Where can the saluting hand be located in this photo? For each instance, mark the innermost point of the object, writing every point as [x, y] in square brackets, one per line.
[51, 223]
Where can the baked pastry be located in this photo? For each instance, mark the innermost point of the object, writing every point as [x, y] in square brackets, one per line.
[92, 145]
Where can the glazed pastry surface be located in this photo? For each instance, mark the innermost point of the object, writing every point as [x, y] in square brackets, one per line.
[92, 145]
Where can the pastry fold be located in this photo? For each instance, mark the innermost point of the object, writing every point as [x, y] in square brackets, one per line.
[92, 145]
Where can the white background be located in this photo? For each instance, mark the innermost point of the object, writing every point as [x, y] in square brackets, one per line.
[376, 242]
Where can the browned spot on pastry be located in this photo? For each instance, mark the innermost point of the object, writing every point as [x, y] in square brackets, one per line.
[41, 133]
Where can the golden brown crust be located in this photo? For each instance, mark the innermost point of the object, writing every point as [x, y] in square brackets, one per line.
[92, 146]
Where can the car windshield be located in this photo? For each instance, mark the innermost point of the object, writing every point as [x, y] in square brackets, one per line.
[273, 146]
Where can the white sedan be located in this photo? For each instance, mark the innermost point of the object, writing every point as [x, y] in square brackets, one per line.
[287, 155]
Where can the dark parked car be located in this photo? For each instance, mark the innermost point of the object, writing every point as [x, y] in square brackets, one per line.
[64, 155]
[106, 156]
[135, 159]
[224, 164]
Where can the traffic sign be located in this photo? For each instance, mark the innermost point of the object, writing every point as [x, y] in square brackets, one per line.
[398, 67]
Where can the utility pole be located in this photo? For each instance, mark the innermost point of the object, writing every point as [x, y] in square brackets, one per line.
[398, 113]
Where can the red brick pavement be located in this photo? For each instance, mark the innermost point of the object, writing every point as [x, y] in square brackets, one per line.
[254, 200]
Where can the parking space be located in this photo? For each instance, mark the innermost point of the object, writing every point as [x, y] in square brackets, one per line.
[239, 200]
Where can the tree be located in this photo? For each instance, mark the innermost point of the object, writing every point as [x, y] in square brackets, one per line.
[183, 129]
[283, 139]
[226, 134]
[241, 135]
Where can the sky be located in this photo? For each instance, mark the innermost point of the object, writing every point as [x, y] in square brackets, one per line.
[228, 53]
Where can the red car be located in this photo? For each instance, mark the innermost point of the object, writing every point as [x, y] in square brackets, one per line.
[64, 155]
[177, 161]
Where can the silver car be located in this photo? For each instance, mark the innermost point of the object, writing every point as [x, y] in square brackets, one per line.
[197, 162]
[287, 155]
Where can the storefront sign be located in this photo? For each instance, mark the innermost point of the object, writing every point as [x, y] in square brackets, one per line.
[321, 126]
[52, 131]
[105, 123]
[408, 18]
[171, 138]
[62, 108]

Given request: Render every line of the records above as a JSON list of strings, with one string per line and blank lines omitted.

Correct answer:
[
  "Where can the saluting hand be located in this photo? For each instance, mark the innermost point of the object, writing every point as [x, y] in square brackets, one per line.",
  "[51, 223]",
  "Where can the baked pastry be located in this photo? For each instance, mark the innermost point of the object, writing every point as [x, y] in square brackets, one per line.",
  "[92, 145]",
  "Where can the glazed pastry surface be located in this photo? For each instance, mark the innermost point of the object, writing every point as [x, y] in square brackets, one per line.",
  "[92, 145]",
  "Where can the pastry fold be located in this photo? For each instance, mark the innermost point of the object, writing every point as [x, y] in square brackets, one per line.",
  "[92, 145]",
  "Where can the white background be located in this photo? For each instance, mark the innermost point of the object, writing every point as [x, y] in square brackets, one per line.",
  "[376, 242]",
  "Where can the browned spot on pastry be located in this photo? For each instance, mark the innermost point of the object, writing every point as [x, y] in square brackets, one per line.",
  "[41, 133]",
  "Where can the golden brown crust be located in this photo? For each instance, mark the innermost point of the object, writing every point as [x, y] in square brackets, one per line.",
  "[92, 146]",
  "Where can the car windshield be located in this photo? For each instance, mark the innermost point of the object, writing every point as [x, y] in square brackets, one per line.",
  "[273, 146]",
  "Where can the white sedan be located in this photo? For each instance, mark the innermost point of the object, writing every point as [x, y] in square brackets, one per line.",
  "[287, 155]",
  "Where can the dark parked car be located in this photo? For each instance, mark the innermost point of the object, writing every point as [x, y] in square brackets, one per line.",
  "[64, 155]",
  "[106, 156]",
  "[135, 159]",
  "[224, 164]",
  "Where can the traffic sign be located in this photo? For each instance, mark the innermost point of the object, writing every point as [x, y] in square brackets, one per line.",
  "[398, 67]",
  "Where can the utility pole be located in this photo? For each instance, mark the innermost point of the object, writing every point as [x, y] in square brackets, one per line.",
  "[398, 113]",
  "Where can the red brick pavement be located in this photo? For each instance, mark the innermost point of the object, writing every point as [x, y] in square brackets, one per line.",
  "[254, 200]",
  "Where can the parking space be located in this photo? For each instance, mark the innermost point of the object, writing every point as [x, y] in square brackets, one per line.",
  "[239, 200]",
  "Where can the tree be located in this photo? For each instance, mark the innermost point of the object, writing every point as [x, y] in square brackets, one per line.",
  "[183, 129]",
  "[283, 139]",
  "[226, 134]",
  "[241, 135]",
  "Where can the sky be located in this photo? For each instance, mark the innermost point of the object, writing every point as [x, y] in square brackets, one per line.",
  "[228, 53]",
  "Where can the red car be located in this photo? For each instance, mark the innermost point of the object, writing every point as [x, y] in square brackets, one per line.",
  "[64, 155]",
  "[177, 161]",
  "Where can the silver car be located in this photo? For each instance, mark the innermost point of the object, writing every point as [x, y] in square brackets, one per line.",
  "[197, 162]",
  "[287, 155]",
  "Where can the storefront sign be located in this photo? For each instance, mark the innermost point of the object, writing every point as [x, y] in square brackets, one per line.",
  "[321, 126]",
  "[52, 131]",
  "[105, 123]",
  "[408, 18]",
  "[171, 138]",
  "[62, 108]"
]